Für kleines Geld bekommt man hier einen Platformer geliefert, der seines gleichen sucht. Auch unter Vollpreisgames. Wunderschöne Pixelgrafik, phänomenale Sounduntermalung und ein großartiger melancholisch lustiger Humor ergeben eine wahre Indieperle, die allerdings einiges an Videospielwissen voraussetzt, wenn man sie in voller Pracht genießen will. Wer es jedoch mag MUSS zugreifen.

# [KURZE AUFGABE 1]
Was muss man laut der Spielrezension mitbringen, um das Spiel in voller Pracht zu genießen?
Die Spielrezension und die Datensätze stammen aus unterschiedlichen Quellen.

(Auszug aus dem Datensatz)
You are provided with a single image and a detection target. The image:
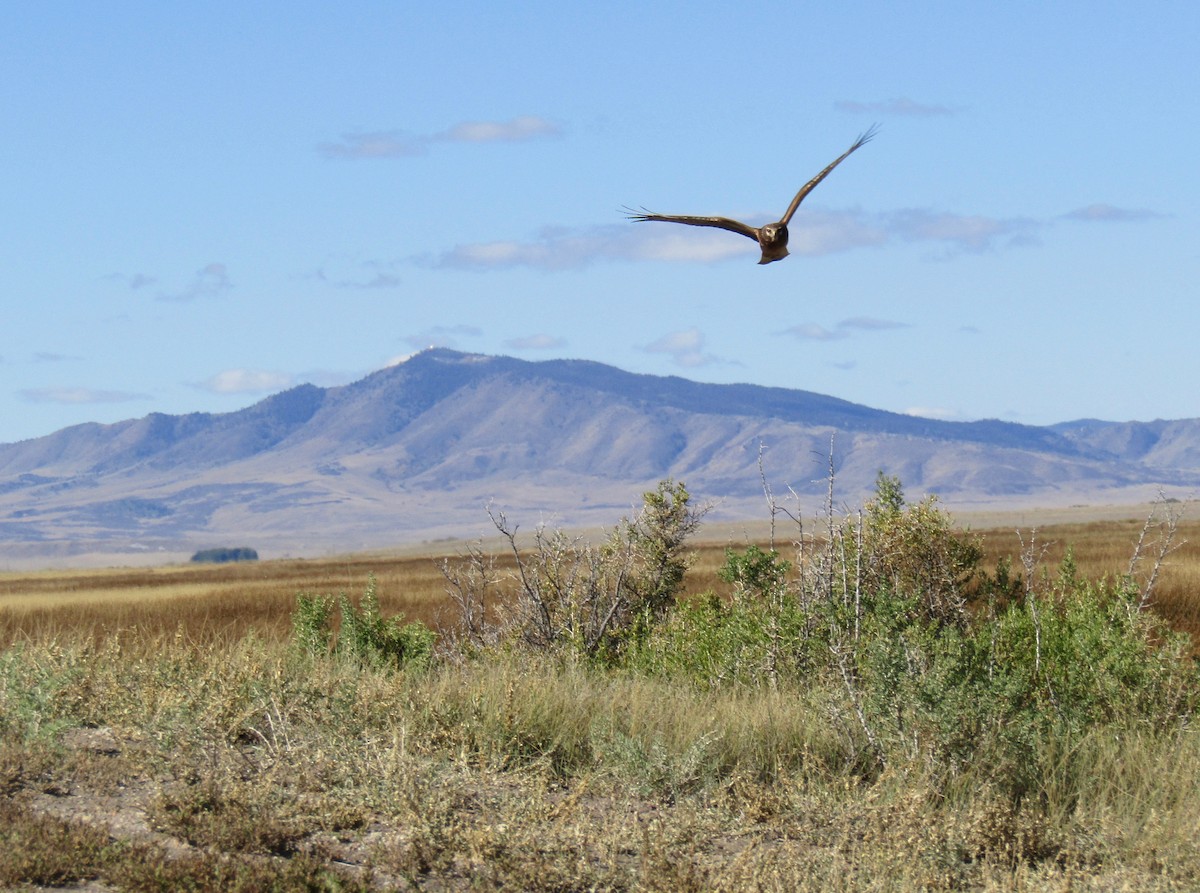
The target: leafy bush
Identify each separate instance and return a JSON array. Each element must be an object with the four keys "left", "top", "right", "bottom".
[
  {"left": 292, "top": 574, "right": 437, "bottom": 669},
  {"left": 443, "top": 480, "right": 704, "bottom": 665},
  {"left": 625, "top": 475, "right": 1198, "bottom": 804},
  {"left": 192, "top": 546, "right": 258, "bottom": 564}
]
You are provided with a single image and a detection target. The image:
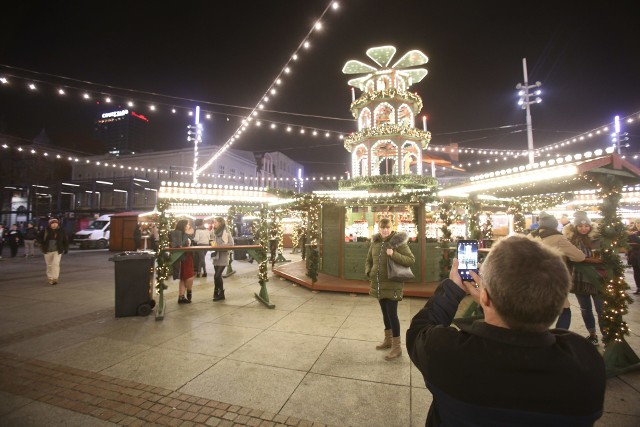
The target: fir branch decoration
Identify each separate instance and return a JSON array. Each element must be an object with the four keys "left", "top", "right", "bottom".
[{"left": 597, "top": 175, "right": 633, "bottom": 345}]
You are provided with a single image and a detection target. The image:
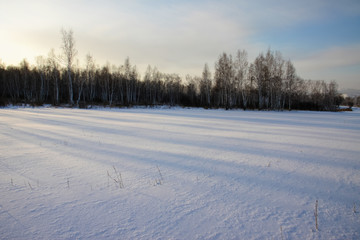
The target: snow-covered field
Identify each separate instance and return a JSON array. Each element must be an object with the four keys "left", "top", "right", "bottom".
[{"left": 0, "top": 108, "right": 360, "bottom": 239}]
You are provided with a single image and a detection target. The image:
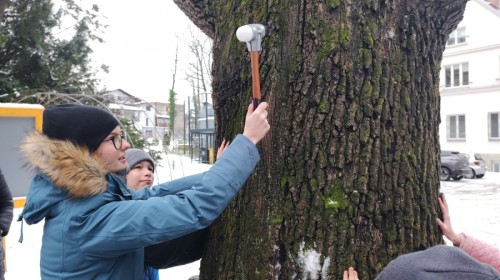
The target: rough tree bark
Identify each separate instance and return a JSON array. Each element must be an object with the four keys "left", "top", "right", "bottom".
[{"left": 174, "top": 0, "right": 467, "bottom": 279}]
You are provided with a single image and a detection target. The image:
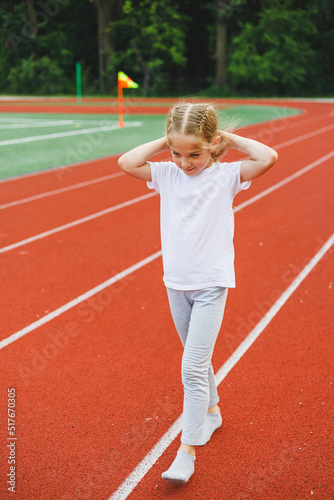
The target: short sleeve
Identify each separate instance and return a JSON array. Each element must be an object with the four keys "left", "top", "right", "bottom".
[{"left": 147, "top": 161, "right": 171, "bottom": 193}]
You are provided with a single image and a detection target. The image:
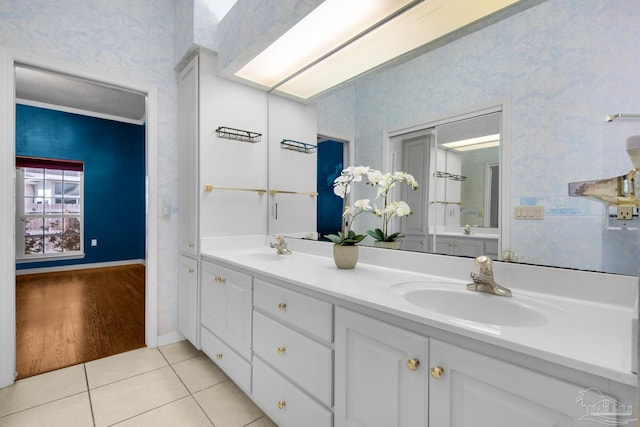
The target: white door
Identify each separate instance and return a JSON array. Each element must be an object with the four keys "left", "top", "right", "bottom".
[{"left": 334, "top": 308, "right": 428, "bottom": 427}]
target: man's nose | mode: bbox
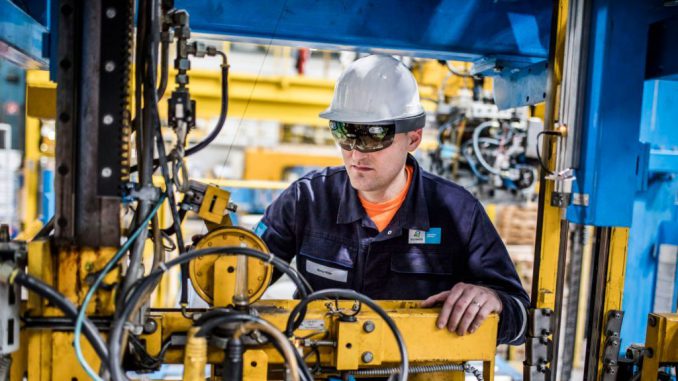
[351,148,369,162]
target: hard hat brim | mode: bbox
[319,111,426,133]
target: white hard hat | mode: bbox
[320,55,426,132]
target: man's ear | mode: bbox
[407,128,424,152]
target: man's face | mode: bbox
[341,130,422,192]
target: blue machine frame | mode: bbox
[176,0,552,66]
[567,0,678,350]
[0,0,49,68]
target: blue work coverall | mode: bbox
[256,155,529,344]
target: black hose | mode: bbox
[184,52,229,157]
[108,246,308,381]
[130,52,229,173]
[149,55,188,305]
[13,272,109,367]
[285,288,410,381]
[195,309,313,381]
[156,41,169,99]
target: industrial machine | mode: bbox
[430,72,543,200]
[0,0,678,381]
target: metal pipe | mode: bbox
[182,327,207,381]
[584,227,612,381]
[550,219,570,381]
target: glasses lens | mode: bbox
[330,121,356,151]
[330,121,395,152]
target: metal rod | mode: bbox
[550,219,570,381]
[560,224,586,381]
[584,228,612,381]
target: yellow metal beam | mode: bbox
[21,116,41,229]
[598,227,629,380]
[641,314,678,381]
[145,300,498,380]
[532,0,568,310]
[243,148,343,181]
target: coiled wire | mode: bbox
[347,363,483,381]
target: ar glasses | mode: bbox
[330,120,396,153]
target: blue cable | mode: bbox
[73,195,165,381]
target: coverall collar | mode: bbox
[337,154,429,230]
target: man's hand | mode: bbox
[421,283,503,336]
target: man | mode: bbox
[256,56,529,344]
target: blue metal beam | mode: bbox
[645,16,678,80]
[0,0,47,68]
[176,0,552,65]
[567,0,678,226]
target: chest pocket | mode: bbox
[297,235,357,290]
[380,245,455,300]
[391,245,453,275]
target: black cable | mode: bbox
[537,130,561,175]
[31,216,54,241]
[195,309,313,381]
[108,246,308,381]
[149,53,188,305]
[130,51,229,173]
[12,272,109,367]
[285,288,409,381]
[156,40,169,99]
[184,51,229,157]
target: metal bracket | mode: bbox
[0,229,26,361]
[602,310,624,381]
[494,61,548,110]
[523,308,555,381]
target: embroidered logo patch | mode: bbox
[254,221,268,238]
[407,228,442,245]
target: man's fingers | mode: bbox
[447,287,480,332]
[456,291,488,336]
[436,283,466,329]
[421,291,451,308]
[468,303,495,333]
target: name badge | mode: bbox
[407,228,442,245]
[254,221,268,238]
[306,259,348,283]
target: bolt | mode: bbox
[363,320,376,333]
[144,319,158,334]
[645,348,654,359]
[106,7,118,19]
[104,61,115,73]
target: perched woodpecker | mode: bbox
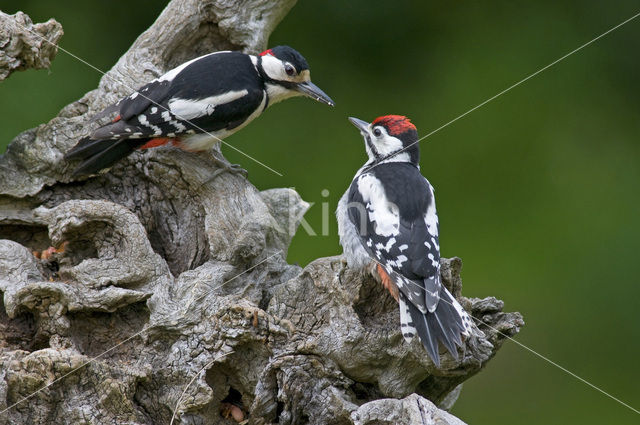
[65,46,333,175]
[336,115,472,366]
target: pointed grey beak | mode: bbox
[295,81,334,106]
[349,117,369,136]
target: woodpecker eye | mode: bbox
[284,64,296,77]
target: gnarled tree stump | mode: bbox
[0,0,523,424]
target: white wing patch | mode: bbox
[169,89,249,120]
[358,174,400,236]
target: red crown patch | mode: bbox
[371,115,417,136]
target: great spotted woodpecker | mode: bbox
[336,115,472,366]
[65,46,333,175]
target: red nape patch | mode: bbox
[138,137,176,149]
[377,264,398,301]
[371,115,417,136]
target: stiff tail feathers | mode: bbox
[64,137,147,176]
[399,286,472,367]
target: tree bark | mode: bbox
[0,0,523,425]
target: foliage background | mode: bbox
[0,0,640,424]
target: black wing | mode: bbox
[91,52,264,140]
[348,163,441,313]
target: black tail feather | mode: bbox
[407,287,464,367]
[68,139,144,176]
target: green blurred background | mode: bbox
[0,0,640,424]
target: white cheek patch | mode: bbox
[358,174,400,236]
[372,135,402,155]
[262,55,289,80]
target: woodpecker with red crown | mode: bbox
[336,115,472,366]
[65,46,333,175]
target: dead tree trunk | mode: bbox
[0,0,523,424]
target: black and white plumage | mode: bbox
[336,115,472,366]
[65,46,333,174]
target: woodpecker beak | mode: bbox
[294,81,334,106]
[349,117,369,137]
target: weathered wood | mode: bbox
[0,4,523,425]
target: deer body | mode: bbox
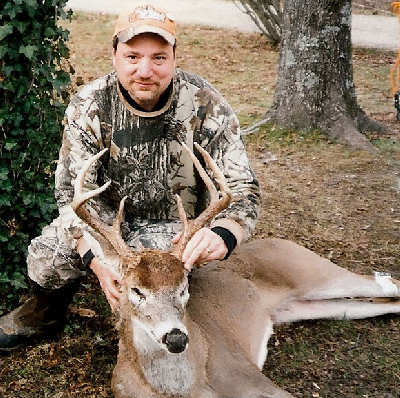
[72,146,400,398]
[113,239,400,398]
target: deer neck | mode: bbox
[127,320,195,397]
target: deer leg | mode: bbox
[232,239,400,300]
[273,298,400,323]
[203,322,293,398]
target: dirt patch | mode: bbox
[0,8,400,398]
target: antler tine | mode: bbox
[173,143,232,258]
[71,148,133,256]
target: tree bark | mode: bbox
[266,0,383,151]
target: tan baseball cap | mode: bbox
[114,4,176,46]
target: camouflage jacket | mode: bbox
[56,69,260,249]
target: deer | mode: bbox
[72,144,400,398]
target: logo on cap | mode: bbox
[129,7,165,22]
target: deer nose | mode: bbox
[162,329,189,354]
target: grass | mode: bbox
[0,8,400,398]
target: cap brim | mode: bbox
[117,25,175,46]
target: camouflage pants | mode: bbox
[27,218,181,289]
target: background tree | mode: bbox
[233,0,283,45]
[0,0,69,314]
[247,0,383,150]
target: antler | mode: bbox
[172,143,232,258]
[71,148,137,257]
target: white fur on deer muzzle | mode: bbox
[132,318,189,353]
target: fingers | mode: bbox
[171,232,182,244]
[182,228,228,271]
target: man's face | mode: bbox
[113,33,175,111]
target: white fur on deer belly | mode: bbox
[374,272,399,296]
[132,320,194,397]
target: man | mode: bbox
[0,5,260,350]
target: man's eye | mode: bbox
[154,55,167,64]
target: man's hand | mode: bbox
[90,257,122,312]
[172,228,228,271]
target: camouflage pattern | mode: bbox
[28,69,260,286]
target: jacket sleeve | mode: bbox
[200,101,260,242]
[55,95,112,248]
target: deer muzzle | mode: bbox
[162,329,189,354]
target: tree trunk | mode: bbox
[267,0,382,151]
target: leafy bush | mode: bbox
[0,0,71,313]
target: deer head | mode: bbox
[72,144,232,353]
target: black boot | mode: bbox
[0,281,79,351]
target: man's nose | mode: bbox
[137,58,153,79]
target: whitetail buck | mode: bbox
[73,147,400,398]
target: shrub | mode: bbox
[0,0,72,313]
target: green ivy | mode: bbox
[0,0,72,313]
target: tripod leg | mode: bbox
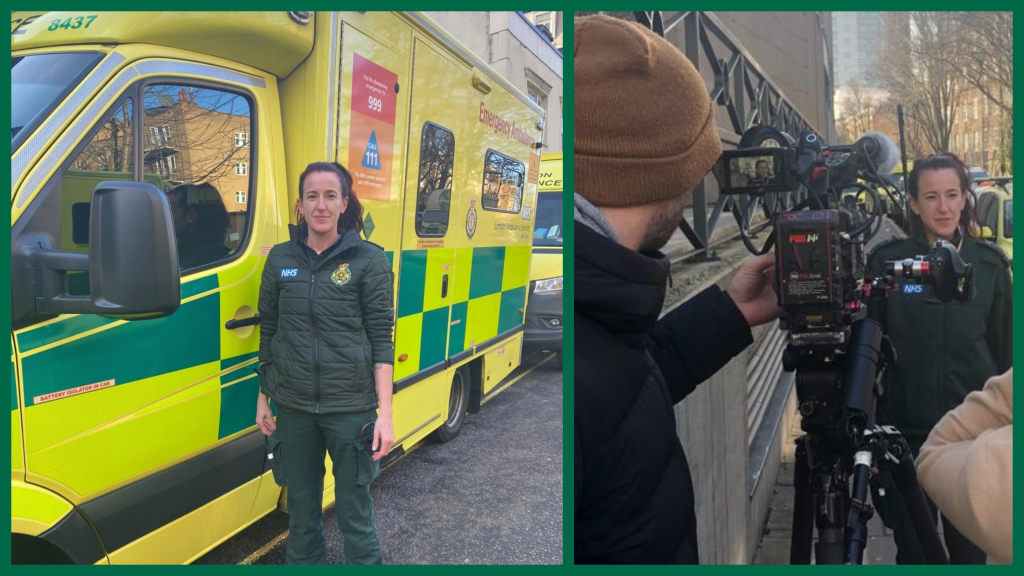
[846,449,872,564]
[892,455,949,564]
[790,436,814,564]
[814,482,850,565]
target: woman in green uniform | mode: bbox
[256,162,394,564]
[867,154,1013,564]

# [KURZE AUFGABE 2]
Schreibe aus den Datensätzen die Zeilen ab, beginnend mit der Zeile, die „target: black and white plumage | mode: bbox“ enthält, bis einschließlich der Zeile, die „[72,144,232,353]“ enthält. Die Bilder lässt du dabei weg.

# [RICHTIGES ERGEBNIS 1]
Einiges an Videospielwissen.

# [RICHTIGES ERGEBNIS 2]
target: black and white plumage | mode: bbox
[336,115,472,366]
[65,46,333,174]
target: woodpecker beak | mode: bbox
[294,81,334,106]
[349,117,369,137]
target: weathered wood | mode: bbox
[0,4,523,425]
target: deer body | mode: bbox
[72,146,400,398]
[113,239,400,398]
target: deer neck | mode: bbox
[127,320,195,397]
target: deer leg | mode: bbox
[232,239,400,300]
[273,298,400,323]
[203,322,293,398]
target: dirt patch | mode: bbox
[0,8,400,398]
target: antler tine | mode: bbox
[173,143,232,258]
[71,148,133,256]
target: tree bark | mode: bbox
[266,0,383,151]
target: tan baseball cap | mode: bbox
[114,4,176,46]
target: camouflage jacket | mode: bbox
[56,69,260,249]
target: deer | mode: bbox
[72,144,400,398]
target: logo on cap | mode: bbox
[129,7,165,22]
target: deer nose | mode: bbox
[162,329,189,354]
target: grass | mode: bbox
[0,8,400,398]
target: cap brim | mode: bbox
[117,25,175,46]
target: camouflage pants | mode: bbox
[27,218,181,289]
target: background tree | mode: bbox
[233,0,283,45]
[0,0,69,314]
[247,0,383,150]
target: antler | mode: bbox
[172,143,232,258]
[71,148,137,257]
target: white fur on deer muzzle | mode: bbox
[132,318,189,353]
target: fingers | mode: bbox
[171,232,182,244]
[182,228,228,271]
target: man's face | mode: bbox
[113,33,175,111]
target: white fur on deer belly | mode: bbox
[374,272,399,296]
[132,320,194,397]
target: man | mode: bbox
[0,5,260,350]
target: man's eye | mode: bbox
[154,55,167,64]
target: man's hand | mode: bbox
[90,257,122,312]
[172,228,228,271]
target: camouflage pattern | mode: bbox
[28,69,260,286]
target: jacket sleeve | mode: bbox
[200,101,260,242]
[55,95,112,248]
target: deer muzzle | mode: bbox
[162,329,189,354]
target: tree trunk | mode: bbox
[267,0,382,151]
target: leafy bush | mode: bbox
[0,0,71,313]
target: deer head | mode: bbox
[72,144,232,353]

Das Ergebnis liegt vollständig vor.